■ **OPDRACHT**
Geef aan in hoeveel regels van het materiaal hieronder het woord "orange" voorkomt, waarbij hoofdletters en kleine letters verschillend tellen. Noem alleen het aantal.

■ **HET MATERIAAL**
________________

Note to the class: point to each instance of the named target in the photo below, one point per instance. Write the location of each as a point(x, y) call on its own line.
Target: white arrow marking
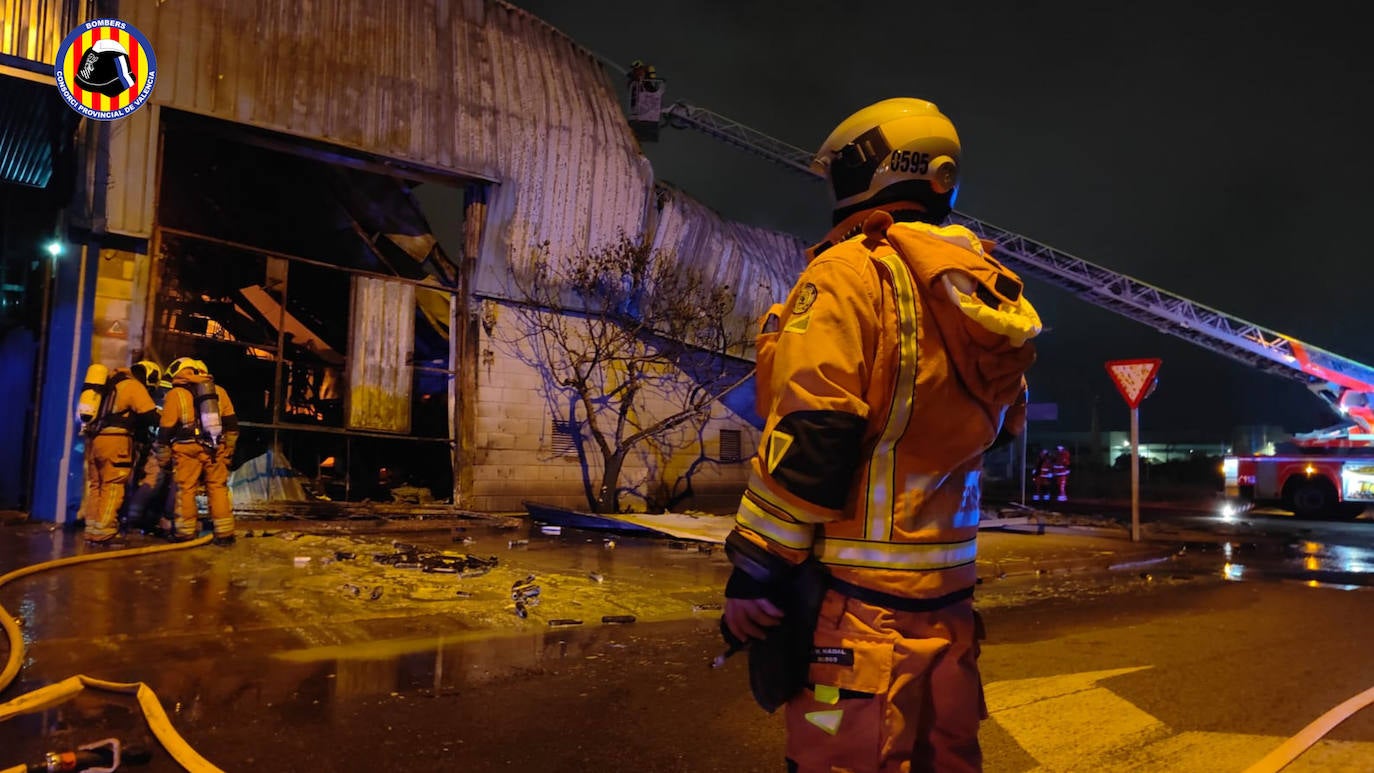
point(1069, 722)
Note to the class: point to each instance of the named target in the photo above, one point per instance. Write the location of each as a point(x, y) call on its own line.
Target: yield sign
point(1134, 378)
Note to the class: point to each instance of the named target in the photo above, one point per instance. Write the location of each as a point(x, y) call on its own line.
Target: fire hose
point(69, 688)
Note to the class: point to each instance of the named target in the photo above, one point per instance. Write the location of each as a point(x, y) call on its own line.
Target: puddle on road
point(1316, 564)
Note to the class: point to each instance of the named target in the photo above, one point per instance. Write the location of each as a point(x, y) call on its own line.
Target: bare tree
point(635, 342)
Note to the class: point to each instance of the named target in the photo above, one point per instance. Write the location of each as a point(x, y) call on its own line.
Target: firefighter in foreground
point(896, 361)
point(114, 408)
point(197, 438)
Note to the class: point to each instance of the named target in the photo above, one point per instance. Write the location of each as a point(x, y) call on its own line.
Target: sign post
point(1135, 382)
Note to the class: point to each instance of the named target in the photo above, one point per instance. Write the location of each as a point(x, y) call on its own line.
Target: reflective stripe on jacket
point(882, 381)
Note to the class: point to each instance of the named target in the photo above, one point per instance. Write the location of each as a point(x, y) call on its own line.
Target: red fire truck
point(1325, 472)
point(1329, 472)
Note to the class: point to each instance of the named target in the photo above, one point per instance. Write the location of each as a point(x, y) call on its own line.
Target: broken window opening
point(260, 258)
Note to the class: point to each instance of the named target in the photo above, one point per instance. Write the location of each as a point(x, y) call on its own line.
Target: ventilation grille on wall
point(730, 446)
point(565, 437)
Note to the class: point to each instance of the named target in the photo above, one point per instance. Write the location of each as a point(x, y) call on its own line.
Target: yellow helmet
point(896, 150)
point(147, 372)
point(180, 364)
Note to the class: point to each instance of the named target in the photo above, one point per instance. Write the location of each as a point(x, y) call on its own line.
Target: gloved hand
point(774, 610)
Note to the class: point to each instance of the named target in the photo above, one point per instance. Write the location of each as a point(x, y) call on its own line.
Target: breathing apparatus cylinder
point(92, 391)
point(208, 411)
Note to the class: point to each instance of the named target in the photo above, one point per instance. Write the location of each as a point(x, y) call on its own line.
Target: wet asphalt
point(326, 650)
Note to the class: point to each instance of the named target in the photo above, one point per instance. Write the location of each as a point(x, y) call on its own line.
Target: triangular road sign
point(1134, 378)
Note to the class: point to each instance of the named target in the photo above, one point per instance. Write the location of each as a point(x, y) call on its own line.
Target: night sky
point(1216, 153)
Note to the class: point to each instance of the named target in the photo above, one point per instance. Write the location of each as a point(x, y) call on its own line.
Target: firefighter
point(1043, 475)
point(153, 479)
point(1060, 468)
point(895, 363)
point(197, 440)
point(124, 413)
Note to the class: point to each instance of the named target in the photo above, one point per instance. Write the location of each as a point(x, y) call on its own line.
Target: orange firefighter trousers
point(193, 464)
point(111, 460)
point(895, 691)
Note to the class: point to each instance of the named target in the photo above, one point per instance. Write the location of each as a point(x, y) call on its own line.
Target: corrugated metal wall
point(474, 87)
point(33, 29)
point(761, 265)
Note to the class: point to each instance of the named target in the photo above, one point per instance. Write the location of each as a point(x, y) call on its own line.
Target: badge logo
point(106, 69)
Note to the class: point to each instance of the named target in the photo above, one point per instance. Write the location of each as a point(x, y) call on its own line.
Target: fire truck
point(1327, 472)
point(1323, 472)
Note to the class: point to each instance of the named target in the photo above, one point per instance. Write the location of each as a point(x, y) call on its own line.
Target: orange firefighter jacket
point(179, 413)
point(128, 407)
point(882, 379)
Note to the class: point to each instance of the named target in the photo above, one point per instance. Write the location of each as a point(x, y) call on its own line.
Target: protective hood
point(977, 304)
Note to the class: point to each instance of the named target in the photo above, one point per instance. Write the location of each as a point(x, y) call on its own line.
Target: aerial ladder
point(1325, 471)
point(1344, 385)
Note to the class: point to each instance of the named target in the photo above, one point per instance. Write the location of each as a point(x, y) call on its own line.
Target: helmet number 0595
point(910, 161)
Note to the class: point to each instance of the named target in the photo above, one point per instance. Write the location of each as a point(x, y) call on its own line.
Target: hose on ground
point(66, 689)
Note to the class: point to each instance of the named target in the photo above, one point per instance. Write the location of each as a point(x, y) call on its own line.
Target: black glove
point(779, 663)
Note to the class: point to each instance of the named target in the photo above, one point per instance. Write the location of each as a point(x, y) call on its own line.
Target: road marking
point(1072, 722)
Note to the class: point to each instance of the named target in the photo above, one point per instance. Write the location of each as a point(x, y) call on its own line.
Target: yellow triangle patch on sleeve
point(778, 445)
point(827, 721)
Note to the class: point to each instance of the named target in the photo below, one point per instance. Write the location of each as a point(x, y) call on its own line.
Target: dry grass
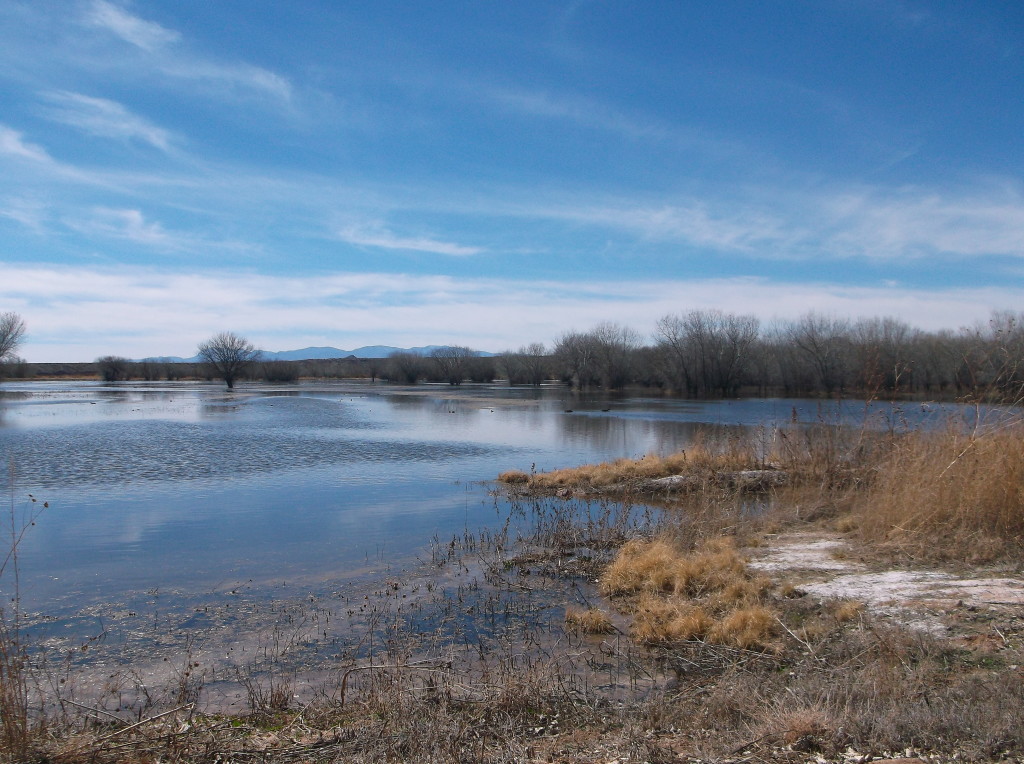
point(706, 594)
point(948, 495)
point(591, 621)
point(697, 460)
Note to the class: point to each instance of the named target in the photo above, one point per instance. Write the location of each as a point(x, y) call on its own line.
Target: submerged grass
point(707, 594)
point(729, 666)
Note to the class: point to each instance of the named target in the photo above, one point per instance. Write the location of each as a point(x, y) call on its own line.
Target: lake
point(185, 486)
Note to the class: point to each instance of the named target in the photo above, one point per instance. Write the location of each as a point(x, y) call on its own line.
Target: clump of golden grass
point(591, 621)
point(949, 494)
point(694, 461)
point(706, 594)
point(513, 477)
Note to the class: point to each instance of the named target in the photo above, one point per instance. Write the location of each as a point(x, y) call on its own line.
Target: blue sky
point(493, 174)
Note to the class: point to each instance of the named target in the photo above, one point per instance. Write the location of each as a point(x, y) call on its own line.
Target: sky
point(493, 174)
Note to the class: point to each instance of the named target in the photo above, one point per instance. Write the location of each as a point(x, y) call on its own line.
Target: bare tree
point(527, 366)
point(11, 332)
point(451, 363)
point(113, 368)
point(824, 341)
point(229, 354)
point(404, 367)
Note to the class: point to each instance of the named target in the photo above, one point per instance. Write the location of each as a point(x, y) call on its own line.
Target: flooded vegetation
point(331, 573)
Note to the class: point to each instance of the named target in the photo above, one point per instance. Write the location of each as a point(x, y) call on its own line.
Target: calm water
point(185, 486)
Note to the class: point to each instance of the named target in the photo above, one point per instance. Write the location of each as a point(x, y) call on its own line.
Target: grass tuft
point(591, 621)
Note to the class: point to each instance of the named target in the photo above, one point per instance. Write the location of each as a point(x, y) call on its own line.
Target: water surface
point(189, 487)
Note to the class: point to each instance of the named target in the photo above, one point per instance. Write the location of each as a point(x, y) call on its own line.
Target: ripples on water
point(186, 485)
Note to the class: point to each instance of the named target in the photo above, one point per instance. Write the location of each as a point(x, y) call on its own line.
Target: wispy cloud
point(79, 313)
point(104, 119)
point(383, 239)
point(920, 221)
point(242, 77)
point(13, 144)
point(157, 41)
point(126, 224)
point(29, 213)
point(131, 29)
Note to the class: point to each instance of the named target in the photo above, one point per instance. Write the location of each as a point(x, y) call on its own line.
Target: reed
point(950, 494)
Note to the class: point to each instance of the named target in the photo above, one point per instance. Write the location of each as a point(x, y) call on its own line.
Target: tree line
point(700, 353)
point(711, 353)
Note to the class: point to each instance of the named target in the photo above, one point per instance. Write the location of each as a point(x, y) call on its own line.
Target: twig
point(144, 721)
point(93, 711)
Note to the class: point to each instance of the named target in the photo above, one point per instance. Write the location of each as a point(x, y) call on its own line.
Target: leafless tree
point(451, 363)
point(229, 355)
point(404, 367)
point(824, 341)
point(527, 366)
point(113, 368)
point(11, 333)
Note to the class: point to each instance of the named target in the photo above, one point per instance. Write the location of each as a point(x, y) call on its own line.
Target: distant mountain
point(320, 353)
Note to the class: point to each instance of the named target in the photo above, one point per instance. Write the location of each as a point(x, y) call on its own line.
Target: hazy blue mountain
point(316, 353)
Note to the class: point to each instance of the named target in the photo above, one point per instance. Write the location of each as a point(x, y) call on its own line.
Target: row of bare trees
point(705, 353)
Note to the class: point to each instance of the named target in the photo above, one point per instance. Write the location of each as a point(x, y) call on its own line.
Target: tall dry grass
point(702, 594)
point(696, 460)
point(949, 495)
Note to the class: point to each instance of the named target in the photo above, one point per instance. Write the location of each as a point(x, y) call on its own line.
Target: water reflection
point(183, 484)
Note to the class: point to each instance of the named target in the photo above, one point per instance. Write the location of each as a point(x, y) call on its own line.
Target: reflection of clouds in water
point(198, 484)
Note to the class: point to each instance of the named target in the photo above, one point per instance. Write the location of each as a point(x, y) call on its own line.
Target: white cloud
point(916, 221)
point(29, 213)
point(140, 33)
point(12, 144)
point(105, 119)
point(385, 240)
point(235, 76)
point(80, 313)
point(125, 223)
point(155, 41)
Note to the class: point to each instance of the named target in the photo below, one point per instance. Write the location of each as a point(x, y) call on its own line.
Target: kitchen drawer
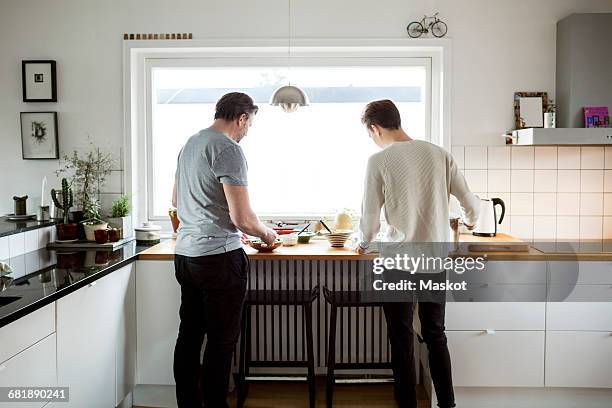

________________

■ **OPLOSSING**
2